=== Exercise ===
Rewrite only the records from the line with "Each instance of the white paper" to the line with "Target: clay-covered hand", replacing "clay pot with holes" with "perforated clay pot" and leaving everything else unchanged.

[Collected data entries]
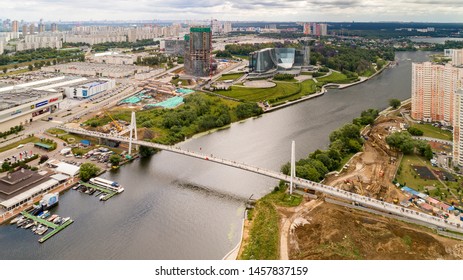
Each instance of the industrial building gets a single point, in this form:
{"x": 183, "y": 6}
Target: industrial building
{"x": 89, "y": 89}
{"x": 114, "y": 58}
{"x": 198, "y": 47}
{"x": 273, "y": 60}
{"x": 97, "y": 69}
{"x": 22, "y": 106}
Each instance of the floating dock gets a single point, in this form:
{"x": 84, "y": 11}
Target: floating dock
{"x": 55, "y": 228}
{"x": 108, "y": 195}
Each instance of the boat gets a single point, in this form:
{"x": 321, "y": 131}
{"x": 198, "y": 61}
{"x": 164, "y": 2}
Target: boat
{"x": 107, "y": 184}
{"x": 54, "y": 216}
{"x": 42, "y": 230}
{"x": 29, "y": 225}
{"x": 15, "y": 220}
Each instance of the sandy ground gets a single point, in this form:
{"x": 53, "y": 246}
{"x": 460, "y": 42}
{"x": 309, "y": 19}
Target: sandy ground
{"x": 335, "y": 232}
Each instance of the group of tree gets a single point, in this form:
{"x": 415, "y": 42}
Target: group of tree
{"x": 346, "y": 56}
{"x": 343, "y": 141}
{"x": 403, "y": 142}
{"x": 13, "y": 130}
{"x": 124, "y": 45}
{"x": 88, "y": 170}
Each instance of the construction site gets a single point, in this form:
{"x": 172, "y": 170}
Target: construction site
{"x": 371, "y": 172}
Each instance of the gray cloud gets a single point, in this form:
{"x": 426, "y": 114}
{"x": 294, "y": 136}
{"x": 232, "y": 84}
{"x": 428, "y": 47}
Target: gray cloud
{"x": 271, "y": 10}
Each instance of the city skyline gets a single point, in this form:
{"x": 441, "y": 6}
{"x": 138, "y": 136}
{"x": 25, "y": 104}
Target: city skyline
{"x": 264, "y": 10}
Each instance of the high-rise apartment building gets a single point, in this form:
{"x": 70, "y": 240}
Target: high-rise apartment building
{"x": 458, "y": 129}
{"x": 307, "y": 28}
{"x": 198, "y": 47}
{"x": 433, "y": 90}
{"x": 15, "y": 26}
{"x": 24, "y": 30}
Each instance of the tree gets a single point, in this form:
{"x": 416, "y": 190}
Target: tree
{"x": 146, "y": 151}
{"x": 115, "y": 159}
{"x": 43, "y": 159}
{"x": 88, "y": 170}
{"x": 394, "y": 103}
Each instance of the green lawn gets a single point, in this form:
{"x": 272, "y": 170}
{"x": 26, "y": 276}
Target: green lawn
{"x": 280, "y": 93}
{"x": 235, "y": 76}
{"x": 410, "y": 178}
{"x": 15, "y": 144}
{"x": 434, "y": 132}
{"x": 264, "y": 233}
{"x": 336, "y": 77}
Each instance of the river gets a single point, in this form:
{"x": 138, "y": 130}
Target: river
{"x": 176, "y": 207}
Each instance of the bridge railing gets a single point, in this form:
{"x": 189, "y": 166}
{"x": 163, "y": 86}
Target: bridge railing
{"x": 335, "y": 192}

--

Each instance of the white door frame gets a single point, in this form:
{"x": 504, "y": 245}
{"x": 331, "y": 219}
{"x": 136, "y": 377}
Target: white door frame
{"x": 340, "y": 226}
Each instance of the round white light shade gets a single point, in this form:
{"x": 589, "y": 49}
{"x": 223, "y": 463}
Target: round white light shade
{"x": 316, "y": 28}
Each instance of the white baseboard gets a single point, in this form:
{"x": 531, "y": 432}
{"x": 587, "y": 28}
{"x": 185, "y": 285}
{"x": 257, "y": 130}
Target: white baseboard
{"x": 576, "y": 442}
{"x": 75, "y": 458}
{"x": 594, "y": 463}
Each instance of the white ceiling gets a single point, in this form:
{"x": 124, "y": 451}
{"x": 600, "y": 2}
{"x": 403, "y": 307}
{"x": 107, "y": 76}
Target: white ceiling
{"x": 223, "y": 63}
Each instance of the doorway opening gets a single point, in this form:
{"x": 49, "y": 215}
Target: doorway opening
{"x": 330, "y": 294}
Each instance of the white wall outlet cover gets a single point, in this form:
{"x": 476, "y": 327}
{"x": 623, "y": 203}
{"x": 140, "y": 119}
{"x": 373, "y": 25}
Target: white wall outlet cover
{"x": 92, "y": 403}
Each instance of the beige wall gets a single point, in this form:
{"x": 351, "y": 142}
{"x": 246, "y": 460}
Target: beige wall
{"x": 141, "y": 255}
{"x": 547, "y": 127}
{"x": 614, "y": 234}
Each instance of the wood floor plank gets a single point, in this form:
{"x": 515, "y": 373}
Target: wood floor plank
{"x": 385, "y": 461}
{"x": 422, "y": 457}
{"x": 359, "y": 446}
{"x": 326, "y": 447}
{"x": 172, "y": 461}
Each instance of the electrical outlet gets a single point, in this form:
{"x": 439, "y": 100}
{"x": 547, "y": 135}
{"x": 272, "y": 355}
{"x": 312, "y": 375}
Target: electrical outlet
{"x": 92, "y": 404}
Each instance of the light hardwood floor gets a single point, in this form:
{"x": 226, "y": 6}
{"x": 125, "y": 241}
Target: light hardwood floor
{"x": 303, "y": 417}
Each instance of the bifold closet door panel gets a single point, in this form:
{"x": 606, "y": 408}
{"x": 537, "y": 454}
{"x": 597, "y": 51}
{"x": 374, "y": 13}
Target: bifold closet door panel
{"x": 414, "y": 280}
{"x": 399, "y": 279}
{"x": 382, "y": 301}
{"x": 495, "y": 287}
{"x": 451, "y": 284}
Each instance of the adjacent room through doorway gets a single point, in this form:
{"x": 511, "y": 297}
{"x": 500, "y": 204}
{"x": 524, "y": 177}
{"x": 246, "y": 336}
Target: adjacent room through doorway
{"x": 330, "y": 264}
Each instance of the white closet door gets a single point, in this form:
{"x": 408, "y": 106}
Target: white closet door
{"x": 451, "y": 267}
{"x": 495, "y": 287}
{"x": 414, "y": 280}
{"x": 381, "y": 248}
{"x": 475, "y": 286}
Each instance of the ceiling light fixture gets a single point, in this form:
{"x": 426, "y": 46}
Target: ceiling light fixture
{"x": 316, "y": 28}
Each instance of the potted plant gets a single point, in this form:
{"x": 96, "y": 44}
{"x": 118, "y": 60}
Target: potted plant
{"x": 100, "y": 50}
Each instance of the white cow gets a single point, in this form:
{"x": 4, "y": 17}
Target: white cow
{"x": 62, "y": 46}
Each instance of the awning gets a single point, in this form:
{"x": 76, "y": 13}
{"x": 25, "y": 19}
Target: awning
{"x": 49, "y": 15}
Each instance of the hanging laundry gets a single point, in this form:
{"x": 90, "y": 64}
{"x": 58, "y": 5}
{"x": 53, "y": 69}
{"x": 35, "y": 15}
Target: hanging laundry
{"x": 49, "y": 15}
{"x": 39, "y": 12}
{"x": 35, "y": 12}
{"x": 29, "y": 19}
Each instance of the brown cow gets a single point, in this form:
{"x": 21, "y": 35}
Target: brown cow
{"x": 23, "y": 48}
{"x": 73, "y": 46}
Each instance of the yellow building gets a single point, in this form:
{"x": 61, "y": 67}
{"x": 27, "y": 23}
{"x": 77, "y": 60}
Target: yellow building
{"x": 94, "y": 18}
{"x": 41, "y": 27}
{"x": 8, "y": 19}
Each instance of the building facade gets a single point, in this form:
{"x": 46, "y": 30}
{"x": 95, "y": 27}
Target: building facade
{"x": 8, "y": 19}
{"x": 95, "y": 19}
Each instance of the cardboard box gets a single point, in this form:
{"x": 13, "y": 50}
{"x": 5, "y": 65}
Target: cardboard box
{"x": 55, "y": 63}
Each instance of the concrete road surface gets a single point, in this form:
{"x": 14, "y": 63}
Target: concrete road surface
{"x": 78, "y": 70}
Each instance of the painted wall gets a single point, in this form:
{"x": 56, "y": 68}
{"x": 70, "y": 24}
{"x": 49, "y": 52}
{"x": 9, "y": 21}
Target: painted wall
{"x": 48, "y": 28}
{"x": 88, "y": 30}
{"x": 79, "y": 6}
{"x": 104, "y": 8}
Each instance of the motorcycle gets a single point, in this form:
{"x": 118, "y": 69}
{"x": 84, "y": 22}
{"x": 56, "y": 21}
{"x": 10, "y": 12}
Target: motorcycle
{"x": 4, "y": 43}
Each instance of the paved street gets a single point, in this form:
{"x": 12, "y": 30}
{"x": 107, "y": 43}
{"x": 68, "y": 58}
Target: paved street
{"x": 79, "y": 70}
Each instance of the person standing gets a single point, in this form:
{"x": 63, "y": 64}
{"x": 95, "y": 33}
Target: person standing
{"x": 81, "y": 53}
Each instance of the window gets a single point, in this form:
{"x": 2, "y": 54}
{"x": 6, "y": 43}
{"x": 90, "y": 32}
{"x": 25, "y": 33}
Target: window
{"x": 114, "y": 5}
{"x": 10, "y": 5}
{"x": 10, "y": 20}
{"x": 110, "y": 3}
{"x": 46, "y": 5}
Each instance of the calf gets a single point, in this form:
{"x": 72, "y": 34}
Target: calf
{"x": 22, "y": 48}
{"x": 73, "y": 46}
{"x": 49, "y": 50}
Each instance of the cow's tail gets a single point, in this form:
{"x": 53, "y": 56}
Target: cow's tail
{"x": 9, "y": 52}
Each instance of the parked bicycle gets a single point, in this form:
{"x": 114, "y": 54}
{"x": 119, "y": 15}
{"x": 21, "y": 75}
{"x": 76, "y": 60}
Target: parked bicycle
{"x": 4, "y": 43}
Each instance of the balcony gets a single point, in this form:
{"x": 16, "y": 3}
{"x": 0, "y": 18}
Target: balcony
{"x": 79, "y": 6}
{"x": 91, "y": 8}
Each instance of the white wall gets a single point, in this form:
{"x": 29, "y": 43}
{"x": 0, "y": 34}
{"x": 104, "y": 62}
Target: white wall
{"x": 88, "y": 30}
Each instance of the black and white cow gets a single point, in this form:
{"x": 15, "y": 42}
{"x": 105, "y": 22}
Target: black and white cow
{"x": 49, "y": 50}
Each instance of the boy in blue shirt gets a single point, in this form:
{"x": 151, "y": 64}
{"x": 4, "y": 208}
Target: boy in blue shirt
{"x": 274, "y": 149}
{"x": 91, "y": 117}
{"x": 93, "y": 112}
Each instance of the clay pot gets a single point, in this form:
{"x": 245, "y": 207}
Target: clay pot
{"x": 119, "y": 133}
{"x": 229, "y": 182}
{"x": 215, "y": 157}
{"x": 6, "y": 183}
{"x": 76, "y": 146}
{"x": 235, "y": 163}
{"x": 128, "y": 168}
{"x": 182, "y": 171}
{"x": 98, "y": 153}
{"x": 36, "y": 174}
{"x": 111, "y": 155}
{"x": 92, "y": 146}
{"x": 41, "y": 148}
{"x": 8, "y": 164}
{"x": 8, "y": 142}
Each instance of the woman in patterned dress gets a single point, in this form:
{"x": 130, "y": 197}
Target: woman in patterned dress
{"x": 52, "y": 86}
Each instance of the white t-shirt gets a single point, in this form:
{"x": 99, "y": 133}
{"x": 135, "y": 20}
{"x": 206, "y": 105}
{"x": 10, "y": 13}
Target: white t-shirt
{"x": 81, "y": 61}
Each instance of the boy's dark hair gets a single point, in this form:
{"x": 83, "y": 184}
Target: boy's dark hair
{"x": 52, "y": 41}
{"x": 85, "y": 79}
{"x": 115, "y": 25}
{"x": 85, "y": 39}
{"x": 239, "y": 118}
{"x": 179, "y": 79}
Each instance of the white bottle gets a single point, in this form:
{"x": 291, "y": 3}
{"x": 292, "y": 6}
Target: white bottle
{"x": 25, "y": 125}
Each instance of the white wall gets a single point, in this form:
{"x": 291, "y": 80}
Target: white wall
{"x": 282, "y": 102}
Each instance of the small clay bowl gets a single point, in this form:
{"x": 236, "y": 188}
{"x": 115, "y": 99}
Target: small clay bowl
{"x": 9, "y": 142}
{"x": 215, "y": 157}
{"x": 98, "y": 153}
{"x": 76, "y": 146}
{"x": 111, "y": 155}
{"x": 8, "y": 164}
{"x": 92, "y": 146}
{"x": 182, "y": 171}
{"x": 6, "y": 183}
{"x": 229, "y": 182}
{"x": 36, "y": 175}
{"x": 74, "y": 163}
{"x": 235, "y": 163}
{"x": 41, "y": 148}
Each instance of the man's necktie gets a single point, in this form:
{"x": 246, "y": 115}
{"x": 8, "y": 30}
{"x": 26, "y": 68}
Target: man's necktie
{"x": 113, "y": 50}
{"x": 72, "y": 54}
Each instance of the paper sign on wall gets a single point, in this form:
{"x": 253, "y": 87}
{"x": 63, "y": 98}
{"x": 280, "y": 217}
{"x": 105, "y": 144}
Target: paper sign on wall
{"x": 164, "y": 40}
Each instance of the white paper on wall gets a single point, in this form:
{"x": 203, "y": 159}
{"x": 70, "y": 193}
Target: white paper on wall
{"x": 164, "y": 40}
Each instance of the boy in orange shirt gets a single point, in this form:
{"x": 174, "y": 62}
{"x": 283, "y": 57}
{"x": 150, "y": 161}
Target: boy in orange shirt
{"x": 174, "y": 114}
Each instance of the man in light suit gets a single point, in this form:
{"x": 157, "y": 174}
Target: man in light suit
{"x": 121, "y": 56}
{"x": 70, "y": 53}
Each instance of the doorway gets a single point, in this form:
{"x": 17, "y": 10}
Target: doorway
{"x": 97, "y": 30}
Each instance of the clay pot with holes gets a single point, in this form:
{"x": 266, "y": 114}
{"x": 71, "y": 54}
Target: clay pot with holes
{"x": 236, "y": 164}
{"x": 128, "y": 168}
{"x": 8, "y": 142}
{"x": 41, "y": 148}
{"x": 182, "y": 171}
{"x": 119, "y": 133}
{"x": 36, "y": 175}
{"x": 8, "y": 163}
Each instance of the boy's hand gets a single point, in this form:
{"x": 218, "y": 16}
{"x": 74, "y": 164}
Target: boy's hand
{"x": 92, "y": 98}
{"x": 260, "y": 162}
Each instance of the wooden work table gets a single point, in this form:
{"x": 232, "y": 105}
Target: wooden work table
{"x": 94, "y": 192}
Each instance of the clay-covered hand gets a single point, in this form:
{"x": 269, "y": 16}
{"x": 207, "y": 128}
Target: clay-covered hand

=== Response to the exercise ===
Each instance of the white paper on wall gets a single point, in this form:
{"x": 203, "y": 159}
{"x": 70, "y": 193}
Target: white paper on wall
{"x": 164, "y": 40}
Each instance of the boy in orange shirt gets a single point, in this form:
{"x": 174, "y": 62}
{"x": 283, "y": 57}
{"x": 150, "y": 161}
Target: boy in orange shirt
{"x": 174, "y": 114}
Each instance of the man in light suit gets a single point, in this form:
{"x": 157, "y": 174}
Target: man in light suit
{"x": 121, "y": 56}
{"x": 70, "y": 53}
Each instance of the doorway gets a single point, in this form:
{"x": 17, "y": 10}
Target: doorway
{"x": 97, "y": 30}
Each instance of the perforated clay pot gets a single point, in this form:
{"x": 266, "y": 114}
{"x": 71, "y": 54}
Target: perforated clay pot
{"x": 236, "y": 164}
{"x": 128, "y": 168}
{"x": 8, "y": 142}
{"x": 41, "y": 148}
{"x": 182, "y": 171}
{"x": 119, "y": 133}
{"x": 36, "y": 175}
{"x": 8, "y": 163}
Each instance of the boy's hand gets a single point, in this form:
{"x": 218, "y": 16}
{"x": 74, "y": 164}
Target: boy's hand
{"x": 92, "y": 98}
{"x": 260, "y": 162}
Each instance of the wooden work table gets a single point, in this form:
{"x": 232, "y": 105}
Target: wooden work table
{"x": 94, "y": 192}
Each instance of the clay-covered hand gets a single point, in this form:
{"x": 269, "y": 16}
{"x": 207, "y": 128}
Target: clay-covered hand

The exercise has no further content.